What is required:
Put each line below into a Markdown table with the columns "No." and "Line", numbering them in order and leaving out blank lines.

Data for this exercise:
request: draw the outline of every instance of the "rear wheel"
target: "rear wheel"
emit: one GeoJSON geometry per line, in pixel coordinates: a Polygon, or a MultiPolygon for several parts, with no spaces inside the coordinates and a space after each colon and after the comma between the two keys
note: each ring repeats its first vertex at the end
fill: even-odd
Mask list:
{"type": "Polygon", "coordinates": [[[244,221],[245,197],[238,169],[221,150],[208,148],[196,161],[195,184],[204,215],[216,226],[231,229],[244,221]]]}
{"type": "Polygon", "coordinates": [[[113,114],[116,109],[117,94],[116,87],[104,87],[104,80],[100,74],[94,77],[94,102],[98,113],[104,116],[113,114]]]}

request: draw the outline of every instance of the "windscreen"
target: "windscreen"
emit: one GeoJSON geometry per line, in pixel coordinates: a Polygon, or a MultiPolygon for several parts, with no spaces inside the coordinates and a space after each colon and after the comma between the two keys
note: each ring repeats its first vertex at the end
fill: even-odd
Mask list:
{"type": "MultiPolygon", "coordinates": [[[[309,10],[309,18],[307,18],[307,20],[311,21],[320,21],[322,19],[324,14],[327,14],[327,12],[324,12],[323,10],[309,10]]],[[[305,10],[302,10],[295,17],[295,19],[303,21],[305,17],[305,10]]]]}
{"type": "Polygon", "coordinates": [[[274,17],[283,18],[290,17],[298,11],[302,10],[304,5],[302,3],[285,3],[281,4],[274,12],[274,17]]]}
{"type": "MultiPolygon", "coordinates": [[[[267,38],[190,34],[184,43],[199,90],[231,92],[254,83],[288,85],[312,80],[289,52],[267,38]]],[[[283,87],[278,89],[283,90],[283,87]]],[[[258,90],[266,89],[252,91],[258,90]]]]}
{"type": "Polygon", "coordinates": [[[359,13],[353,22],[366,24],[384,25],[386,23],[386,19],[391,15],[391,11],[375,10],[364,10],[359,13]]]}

Answer to this task:
| No. | Line |
|---|---|
| 1 | request: draw the outline of every instance of the "rear wheel" |
| 2 | target: "rear wheel" |
| 3 | emit: one GeoJSON geometry per line, in pixel coordinates: a Polygon, or a MultiPolygon for several parts, with no spaces inside the coordinates and a space after each colon and after the comma between the two keys |
| 4 | note: each ring repeats its first vertex at the end |
| 5 | fill: even-odd |
| 6 | Mask list: |
| 7 | {"type": "Polygon", "coordinates": [[[244,221],[245,197],[238,169],[221,150],[208,148],[196,161],[195,184],[204,215],[216,226],[231,229],[244,221]]]} |
| 8 | {"type": "Polygon", "coordinates": [[[113,114],[116,109],[117,94],[116,87],[104,87],[104,80],[100,74],[94,77],[94,102],[98,113],[104,116],[113,114]]]} |
| 9 | request: draw the outline of every instance of the "windscreen" |
| 10 | target: "windscreen" |
| 11 | emit: one GeoJSON geometry per line, in pixel coordinates: a Polygon, or a MultiPolygon for several parts, with no spaces inside the coordinates and a space after each colon and after the comma between the two keys |
| 12 | note: each ring repeats its first vertex at the end |
| 13 | fill: even-odd |
| 14 | Mask list: |
| 15 | {"type": "MultiPolygon", "coordinates": [[[[309,10],[309,18],[307,18],[307,20],[311,21],[320,21],[322,19],[324,14],[327,14],[327,12],[324,12],[323,10],[309,10]]],[[[305,10],[302,10],[295,17],[295,19],[303,21],[305,17],[305,10]]]]} |
| 16 | {"type": "Polygon", "coordinates": [[[274,17],[283,18],[290,17],[298,11],[302,10],[304,5],[302,3],[285,3],[281,4],[274,12],[274,17]]]} |
| 17 | {"type": "MultiPolygon", "coordinates": [[[[267,38],[190,34],[184,43],[199,90],[231,92],[254,83],[288,85],[312,80],[289,52],[267,38]]],[[[283,87],[278,89],[283,90],[283,87]]],[[[258,90],[266,89],[252,91],[258,90]]]]} |
| 18 | {"type": "Polygon", "coordinates": [[[359,13],[353,22],[366,24],[384,25],[386,23],[386,19],[391,15],[391,11],[375,10],[364,10],[359,13]]]} |